> [INSTRUCTIONS]
[1] Rewrite the muzzleloader bear-ammo thread from "## M1Garand (Apr" up to and including "(Jan 11, 2002)", swapping "powerbelts" for "sabots".
[2] Carry on the muzzleloader bear-ammo thread from where it stops.

** Start of SOURCE PASSAGE **

# muzzleloader ammo for black bear???



## bigmike (Oct 21, 2004)

I have a Knight .50 cal and might go on a bear hunt with it. What ammo weight would you use? What is your bear hunting set up for shooting? Thanks Mike


----------



## michigander88 (Aug 15, 2000)

100 gr. of 777 and 348 gr Aerotip Powerbelts

MI88


----------



## M1Garand (Apr 12, 2006)

There are many other better options than powerbelts such as Hornady, Barnes, etc. esp for bear. A LOT of hunters report performance issues with them. Some report good experiences but IMO, there's far too many claiming issues with them. Do a search and you will find threads such as these:

http://www.michigan-sportsman.com/forum/showthread.php?t=207812

http://www.michigan-sportsman.com/forum/showthread.php?t=236256


----------



## Swamp Monster (Jan 11, 2002)

** End of SOURCE PASSAGE **
** Start of EXTRACTED DATA **

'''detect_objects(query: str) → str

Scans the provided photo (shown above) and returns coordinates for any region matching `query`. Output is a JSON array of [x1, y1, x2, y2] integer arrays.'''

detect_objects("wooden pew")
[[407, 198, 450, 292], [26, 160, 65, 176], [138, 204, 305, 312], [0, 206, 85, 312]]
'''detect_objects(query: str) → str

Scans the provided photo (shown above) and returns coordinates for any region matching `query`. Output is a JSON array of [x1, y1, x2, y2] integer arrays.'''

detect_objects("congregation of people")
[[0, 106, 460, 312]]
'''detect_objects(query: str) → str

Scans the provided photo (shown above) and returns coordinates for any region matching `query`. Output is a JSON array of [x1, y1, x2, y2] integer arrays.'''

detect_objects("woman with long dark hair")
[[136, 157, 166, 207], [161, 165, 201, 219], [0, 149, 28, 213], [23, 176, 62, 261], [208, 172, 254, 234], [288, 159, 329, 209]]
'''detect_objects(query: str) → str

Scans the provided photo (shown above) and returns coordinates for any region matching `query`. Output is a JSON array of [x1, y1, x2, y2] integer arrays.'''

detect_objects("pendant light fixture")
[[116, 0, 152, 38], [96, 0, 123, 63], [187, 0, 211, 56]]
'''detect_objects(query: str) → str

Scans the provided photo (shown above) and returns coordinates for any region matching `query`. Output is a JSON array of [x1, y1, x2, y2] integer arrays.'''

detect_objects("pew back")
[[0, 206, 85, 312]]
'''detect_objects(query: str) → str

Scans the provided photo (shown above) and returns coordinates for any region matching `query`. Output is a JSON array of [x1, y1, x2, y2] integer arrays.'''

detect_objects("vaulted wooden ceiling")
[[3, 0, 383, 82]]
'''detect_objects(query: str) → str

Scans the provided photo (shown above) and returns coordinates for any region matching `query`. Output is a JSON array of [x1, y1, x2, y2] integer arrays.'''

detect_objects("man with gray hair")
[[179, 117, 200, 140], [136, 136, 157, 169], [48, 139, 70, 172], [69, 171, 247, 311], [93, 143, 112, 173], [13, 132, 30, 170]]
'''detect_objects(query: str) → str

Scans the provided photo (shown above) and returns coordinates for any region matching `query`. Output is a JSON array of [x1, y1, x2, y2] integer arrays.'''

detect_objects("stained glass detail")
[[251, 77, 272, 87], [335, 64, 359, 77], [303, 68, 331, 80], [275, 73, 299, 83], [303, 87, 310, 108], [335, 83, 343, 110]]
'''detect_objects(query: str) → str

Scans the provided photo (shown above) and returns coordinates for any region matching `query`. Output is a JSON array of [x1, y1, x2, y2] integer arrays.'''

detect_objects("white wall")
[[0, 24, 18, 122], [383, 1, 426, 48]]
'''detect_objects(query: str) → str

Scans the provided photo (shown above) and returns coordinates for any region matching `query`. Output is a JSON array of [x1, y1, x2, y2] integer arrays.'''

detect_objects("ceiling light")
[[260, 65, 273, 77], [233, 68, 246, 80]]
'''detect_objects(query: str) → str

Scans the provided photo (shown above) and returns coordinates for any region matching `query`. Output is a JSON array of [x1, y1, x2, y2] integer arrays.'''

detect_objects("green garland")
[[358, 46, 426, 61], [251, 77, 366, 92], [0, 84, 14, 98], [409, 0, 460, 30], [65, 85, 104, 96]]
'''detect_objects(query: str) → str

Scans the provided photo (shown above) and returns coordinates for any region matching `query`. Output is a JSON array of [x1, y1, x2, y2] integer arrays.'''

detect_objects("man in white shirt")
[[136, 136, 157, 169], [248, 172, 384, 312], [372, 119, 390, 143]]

** End of EXTRACTED DATA **

> [EXERCISE ANSWERS]
[1]
## M1Garand (Apr 12, 2006)

There are many other better options than sabots such as Hornady, Barnes, etc. esp for bear. A LOT of hunters report performance issues with them. Some report good experiences but IMO, there's far too many claiming issues with them. Do a search and you will find threads such as these:

http://www.michigan-sportsman.com/forum/showthread.php?t=207812

http://www.michigan-sportsman.com/forum/showthread.php?t=236256


----------



## Swamp Monster (Jan 11, 2002)

[2]
I'd be looking at anything 250 grains and up from Barnes but would start with something in the 290 - 300 grains. The 290 Grain Barnes TMZ's shoot well in my Encore and with any powder load from 100 grains up would put a hurtin' on mr. bear. The Barnes are solid copper and perform flawlessly on game animals. The Powerbelts would be my last choice, right behind throwing rocks to be honest. They are nothing but soft lead and their quality control is horrible at best. You might get a nice soft bullet or you might get one that is as brittle as cheap glass....you just never know with Powerbelts. Supposedly, the Platinum Powerbelts are an improvement, but it would take a large improvement for me to consider them for live game. I've seen to many problems with them first hand to give them a chance.


----------



## Swamp Monster (Jan 11, 2002)

Another good bullet I forgot to mention would be the 300 grain Hornady XTP. A good solid bullet that would work great for bear. Good expansion but stout enough to hold up for good penetration. I'm assuming this will be a close range proposition as most bear hunting is?


----------



## jmoser (Sep 11, 2002)

My standard deer load is a 300 gr Hornady SST sabot with 130 gr Pyrodex.
Substitute your choice of propellant but that bullet at 1600 - 1700 fps is plenty for bear.

Stick with heavier bullets, you do not need 2000+ fps.


----------



## Swamp Monster (Jan 11, 2002)

jmoser said:


> My standard deer load is a 300 gr Hornady SST sabot with 130 gr Pyrodex.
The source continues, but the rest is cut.